**Task statement:**
Write out the whole of the material exactly.

**Dataset records:**
---------------

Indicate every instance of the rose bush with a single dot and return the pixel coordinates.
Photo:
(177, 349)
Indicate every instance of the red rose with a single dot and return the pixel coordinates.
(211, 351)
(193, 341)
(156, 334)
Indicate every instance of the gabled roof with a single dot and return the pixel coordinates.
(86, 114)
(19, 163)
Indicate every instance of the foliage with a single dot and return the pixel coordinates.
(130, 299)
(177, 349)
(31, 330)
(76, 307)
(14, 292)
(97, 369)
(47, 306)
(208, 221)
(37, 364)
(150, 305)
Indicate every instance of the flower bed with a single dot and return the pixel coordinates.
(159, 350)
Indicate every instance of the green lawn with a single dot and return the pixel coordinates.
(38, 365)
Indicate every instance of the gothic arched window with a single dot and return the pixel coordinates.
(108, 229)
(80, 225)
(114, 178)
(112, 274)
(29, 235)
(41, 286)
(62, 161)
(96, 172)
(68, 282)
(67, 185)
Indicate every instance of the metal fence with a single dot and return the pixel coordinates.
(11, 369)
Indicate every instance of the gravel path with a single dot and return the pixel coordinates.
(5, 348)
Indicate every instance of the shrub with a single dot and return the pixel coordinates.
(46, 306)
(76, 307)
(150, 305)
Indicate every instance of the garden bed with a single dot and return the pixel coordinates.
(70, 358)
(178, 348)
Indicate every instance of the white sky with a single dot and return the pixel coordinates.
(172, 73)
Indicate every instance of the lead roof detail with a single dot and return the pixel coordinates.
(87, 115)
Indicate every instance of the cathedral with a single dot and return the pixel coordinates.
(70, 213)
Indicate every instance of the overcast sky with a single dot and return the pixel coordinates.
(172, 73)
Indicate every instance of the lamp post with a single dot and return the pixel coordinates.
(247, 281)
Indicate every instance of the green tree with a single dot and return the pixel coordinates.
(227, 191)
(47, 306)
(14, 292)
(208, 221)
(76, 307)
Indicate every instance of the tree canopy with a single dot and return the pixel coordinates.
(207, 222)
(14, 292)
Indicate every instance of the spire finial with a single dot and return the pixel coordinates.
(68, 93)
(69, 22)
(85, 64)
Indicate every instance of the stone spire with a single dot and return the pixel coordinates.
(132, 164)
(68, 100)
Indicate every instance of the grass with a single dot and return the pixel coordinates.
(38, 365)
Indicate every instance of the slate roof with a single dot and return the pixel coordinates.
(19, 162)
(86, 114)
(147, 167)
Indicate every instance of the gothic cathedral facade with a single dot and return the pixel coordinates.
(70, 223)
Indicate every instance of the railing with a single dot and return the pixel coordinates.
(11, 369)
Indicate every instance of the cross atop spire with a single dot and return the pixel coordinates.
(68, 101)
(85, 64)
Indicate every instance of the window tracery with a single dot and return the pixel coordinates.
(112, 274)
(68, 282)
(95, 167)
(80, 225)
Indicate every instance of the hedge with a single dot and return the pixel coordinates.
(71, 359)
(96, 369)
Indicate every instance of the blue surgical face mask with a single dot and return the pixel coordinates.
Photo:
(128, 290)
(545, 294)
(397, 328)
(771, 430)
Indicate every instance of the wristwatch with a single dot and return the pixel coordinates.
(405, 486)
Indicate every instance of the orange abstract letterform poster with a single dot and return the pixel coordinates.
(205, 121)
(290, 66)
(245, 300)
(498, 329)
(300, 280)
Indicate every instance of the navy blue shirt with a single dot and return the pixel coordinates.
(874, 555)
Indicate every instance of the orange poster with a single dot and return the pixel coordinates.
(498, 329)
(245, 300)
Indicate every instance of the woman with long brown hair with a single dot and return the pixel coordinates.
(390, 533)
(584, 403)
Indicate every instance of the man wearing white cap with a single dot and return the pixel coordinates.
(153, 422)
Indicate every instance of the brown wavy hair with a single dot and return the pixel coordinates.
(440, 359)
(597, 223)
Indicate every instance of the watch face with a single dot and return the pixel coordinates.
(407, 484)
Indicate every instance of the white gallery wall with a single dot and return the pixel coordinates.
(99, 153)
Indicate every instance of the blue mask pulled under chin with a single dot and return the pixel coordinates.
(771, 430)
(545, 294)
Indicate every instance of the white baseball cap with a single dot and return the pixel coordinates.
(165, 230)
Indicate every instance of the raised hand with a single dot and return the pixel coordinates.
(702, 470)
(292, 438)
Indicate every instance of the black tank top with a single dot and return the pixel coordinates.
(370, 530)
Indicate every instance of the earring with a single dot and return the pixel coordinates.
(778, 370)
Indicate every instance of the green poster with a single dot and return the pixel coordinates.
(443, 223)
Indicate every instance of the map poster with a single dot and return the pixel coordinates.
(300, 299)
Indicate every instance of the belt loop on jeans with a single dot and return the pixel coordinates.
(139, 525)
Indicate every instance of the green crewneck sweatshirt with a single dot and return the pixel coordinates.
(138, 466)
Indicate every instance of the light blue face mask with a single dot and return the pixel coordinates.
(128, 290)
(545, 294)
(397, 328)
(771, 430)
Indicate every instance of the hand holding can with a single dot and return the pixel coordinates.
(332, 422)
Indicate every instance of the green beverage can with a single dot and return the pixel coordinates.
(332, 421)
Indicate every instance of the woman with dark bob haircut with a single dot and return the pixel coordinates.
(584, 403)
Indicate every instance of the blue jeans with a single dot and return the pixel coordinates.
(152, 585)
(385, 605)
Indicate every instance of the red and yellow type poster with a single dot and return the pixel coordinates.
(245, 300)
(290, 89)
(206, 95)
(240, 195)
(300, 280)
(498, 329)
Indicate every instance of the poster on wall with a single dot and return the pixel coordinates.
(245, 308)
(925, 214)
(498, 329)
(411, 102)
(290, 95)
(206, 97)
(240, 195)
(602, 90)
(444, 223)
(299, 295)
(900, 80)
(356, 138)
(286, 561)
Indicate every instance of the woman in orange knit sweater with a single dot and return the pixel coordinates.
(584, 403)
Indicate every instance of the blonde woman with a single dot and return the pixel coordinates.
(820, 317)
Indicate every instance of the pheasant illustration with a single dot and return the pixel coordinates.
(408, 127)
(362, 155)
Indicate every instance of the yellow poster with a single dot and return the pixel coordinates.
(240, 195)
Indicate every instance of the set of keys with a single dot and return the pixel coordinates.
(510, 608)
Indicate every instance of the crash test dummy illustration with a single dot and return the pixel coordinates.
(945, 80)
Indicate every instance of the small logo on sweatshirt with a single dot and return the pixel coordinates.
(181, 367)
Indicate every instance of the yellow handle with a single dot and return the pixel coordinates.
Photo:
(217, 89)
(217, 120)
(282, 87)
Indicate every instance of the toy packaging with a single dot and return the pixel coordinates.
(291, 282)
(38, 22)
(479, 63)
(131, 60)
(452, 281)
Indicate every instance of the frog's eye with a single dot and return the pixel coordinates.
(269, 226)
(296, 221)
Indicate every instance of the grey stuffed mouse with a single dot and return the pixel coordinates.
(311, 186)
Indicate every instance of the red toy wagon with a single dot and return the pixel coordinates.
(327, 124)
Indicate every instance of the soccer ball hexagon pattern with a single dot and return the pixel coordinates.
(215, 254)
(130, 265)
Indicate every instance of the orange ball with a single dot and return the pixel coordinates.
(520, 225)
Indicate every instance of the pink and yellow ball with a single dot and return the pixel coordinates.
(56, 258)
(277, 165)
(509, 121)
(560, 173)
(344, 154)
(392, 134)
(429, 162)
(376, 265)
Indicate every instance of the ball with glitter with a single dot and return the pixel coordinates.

---------------

**Completed task:**
Indicate every instance of the rose bush with a single dot and return the pixel coordinates.
Photo:
(177, 349)
Indicate every instance of the red rose with a single dot and return the pixel coordinates.
(211, 351)
(193, 341)
(156, 334)
Indicate every instance of the gabled roof with a single dot and return the pixel coordinates.
(86, 114)
(19, 163)
Indicate every instance of the foliage with a single dot and return the pixel coordinates.
(130, 299)
(177, 349)
(31, 330)
(76, 307)
(14, 292)
(97, 369)
(47, 306)
(208, 221)
(37, 364)
(150, 305)
Indicate every instance of the flower bed with a single dot and return the pixel coordinates.
(159, 350)
Indicate every instance of the green lawn with a single dot and return the pixel coordinates.
(38, 365)
Indicate every instance of the gothic arched window with a single dot and return the pixel coordinates.
(108, 229)
(80, 225)
(114, 178)
(112, 274)
(29, 235)
(41, 286)
(62, 161)
(96, 172)
(68, 282)
(67, 185)
Indicate every instance of the metal fence with a single dot and return the pixel coordinates.
(11, 369)
Indicate every instance of the gravel path with a single dot and return the pixel coordinates.
(5, 348)
Indicate every instance of the shrub with a single dot and return the pixel coordinates.
(46, 306)
(76, 307)
(150, 305)
Indicate every instance of the garden bed with a single dot and return the pixel coordinates.
(70, 358)
(178, 348)
Indicate every instance of the white sky with a single dot and return the pixel coordinates.
(172, 73)
Indicate every instance of the lead roof detail with a single dot and return the pixel coordinates.
(87, 115)
Indicate every instance of the cathedral with a single dot and return the pixel coordinates.
(70, 213)
Indicate every instance of the overcast sky with a single dot and return the pixel coordinates.
(172, 73)
Indicate every instance of the lamp post with a single dot and return the pixel coordinates.
(247, 281)
Indicate every instance of the green tree with a single dot and return the pixel coordinates.
(227, 191)
(47, 306)
(14, 292)
(208, 221)
(76, 307)
Indicate every instance of the tree canopy with a single dot and return the pixel coordinates.
(207, 222)
(14, 292)
Indicate every instance of the spire finial with a single dot and return the pixel coordinates.
(68, 93)
(69, 22)
(85, 64)
Indicate every instance of the stone spire with a single dot and return the pixel coordinates.
(132, 164)
(68, 100)
Indicate every instance of the grass with a single dot and return the pixel coordinates.
(38, 365)
Indicate every instance of the slate roof with a single dot and return the pixel coordinates.
(19, 162)
(86, 114)
(147, 167)
Indicate every instance of the gothic cathedral facade with a single dot and return the pixel coordinates.
(70, 223)
Indicate every instance of the railing with a single dot and return the pixel coordinates.
(11, 369)
Indicate every instance of the cross atop spire with a single dot and return the pixel coordinates.
(68, 101)
(85, 64)
Indicate every instance of the window tracery with a single dot and return the pixel coordinates.
(112, 274)
(68, 282)
(95, 167)
(80, 225)
Indicate every instance of the hedge with a single dot and return the pixel coordinates.
(71, 359)
(96, 369)
Indicate every instance of the blue surgical face mask with a single dot and return the pixel coordinates.
Photo:
(128, 290)
(545, 294)
(397, 328)
(771, 430)
Indicate every instance of the wristwatch with a single dot and return the pixel coordinates.
(405, 486)
Indicate every instance of the orange abstract letterform poster with a single dot and return the pixel coordinates.
(205, 121)
(290, 66)
(245, 300)
(498, 329)
(300, 280)
Indicate every instance of the navy blue shirt with a single dot and return the pixel coordinates.
(874, 555)
Indicate every instance of the orange poster with a single dot and return the pixel coordinates.
(498, 329)
(245, 300)
Indicate every instance of the woman with long brown hair with a single dot and return the pixel coordinates.
(390, 533)
(584, 403)
Indicate every instance of the man wearing white cap with a single dot and return the pixel coordinates.
(153, 422)
Indicate every instance of the brown wavy hair with a single dot and return the pixel coordinates.
(440, 359)
(597, 223)
Indicate every instance of the watch face with a single dot and return the pixel coordinates.
(407, 484)
Indicate every instance of the white gallery wall with a single dot and return the pixel coordinates.
(99, 153)
Indicate every instance of the blue mask pulled under chin with a single dot and return the pixel coordinates.
(771, 430)
(545, 294)
Indicate every instance of the white baseball cap with a single dot and return the pixel coordinates.
(165, 230)
Indicate every instance of the raised hand with a single dot and return the pixel coordinates.
(702, 470)
(292, 438)
Indicate every instance of the black tank top with a single dot and return the pixel coordinates.
(370, 530)
Indicate every instance of the earring with a single dot and return the pixel coordinates.
(778, 370)
Indicate every instance of the green poster with a single dot and return the pixel coordinates.
(443, 223)
Indicate every instance of the map poster with a single dot and return the pixel coordinates.
(300, 299)
Indicate every instance of the belt loop on jeans with a single dot and return the pixel coordinates.
(139, 525)
Indicate every instance of the green crewneck sweatshirt with a single dot and return the pixel coordinates.
(138, 466)
Indicate every instance of the light blue face mask with a single dot and return the pixel coordinates.
(128, 290)
(545, 294)
(397, 328)
(771, 430)
Indicate every instance of the hand holding can with a single dot and return the pixel coordinates.
(332, 422)
Indicate every instance of the green beverage can with a single dot and return the pixel coordinates.
(332, 421)
Indicate every instance of the woman with dark bob haircut with a single dot and return the pixel coordinates.
(584, 403)
Indicate every instance of the blue jeans with a single dot and return the pixel coordinates.
(152, 585)
(385, 605)
Indicate every instance of the red and yellow type poster with a single dot and return the pixel coordinates.
(245, 300)
(290, 89)
(206, 95)
(240, 195)
(300, 280)
(498, 329)
Indicate every instance of the poster on wall with a single dot and return the pixel coordinates.
(245, 308)
(925, 214)
(498, 329)
(411, 102)
(290, 95)
(206, 97)
(240, 195)
(602, 90)
(444, 223)
(299, 295)
(900, 80)
(356, 138)
(286, 561)
Indicate every instance of the woman in orange knit sweater with a single dot and return the pixel coordinates.
(584, 403)
Indicate every instance of the blonde woman with a single dot and return the pixel coordinates.
(820, 317)
Indicate every instance of the pheasant illustration with a single dot and return the pixel coordinates.
(408, 127)
(362, 155)
Indicate every instance of the yellow poster with a single dot and return the pixel coordinates.
(240, 195)
Indicate every instance of the set of keys with a single dot and return the pixel coordinates.
(510, 608)
Indicate every instance of the crash test dummy illustration with a single dot and return the pixel coordinates.
(945, 80)
Indicate every instance of the small logo on sweatshirt with a single dot and return the pixel coordinates.
(181, 367)
Indicate every instance of the yellow handle with a single dot and return the pixel coordinates.
Photo:
(217, 89)
(217, 120)
(282, 87)
Indicate every instance of the toy packaging with a single dot and return the pixel coordinates.
(291, 282)
(38, 22)
(479, 63)
(131, 60)
(452, 281)
Indicate every instance of the frog's eye with a single dot and return the pixel coordinates.
(269, 226)
(296, 221)
Indicate every instance of the grey stuffed mouse with a single dot and return the pixel coordinates.
(311, 186)
Indicate every instance of the red toy wagon with a single dot and return the pixel coordinates.
(327, 124)
Indicate every instance of the soccer ball hexagon pattern with a single dot and return the pixel coordinates.
(215, 254)
(130, 265)
Indicate every instance of the orange ball with a single dot and return the pixel coordinates.
(520, 225)
Indicate every instance of the pink and yellow ball with a single dot and return the pixel coordinates.
(56, 258)
(277, 165)
(509, 121)
(560, 173)
(344, 154)
(392, 134)
(429, 162)
(376, 265)
Indicate every instance of the ball with glitter with a single dot and return the pixel coordinates.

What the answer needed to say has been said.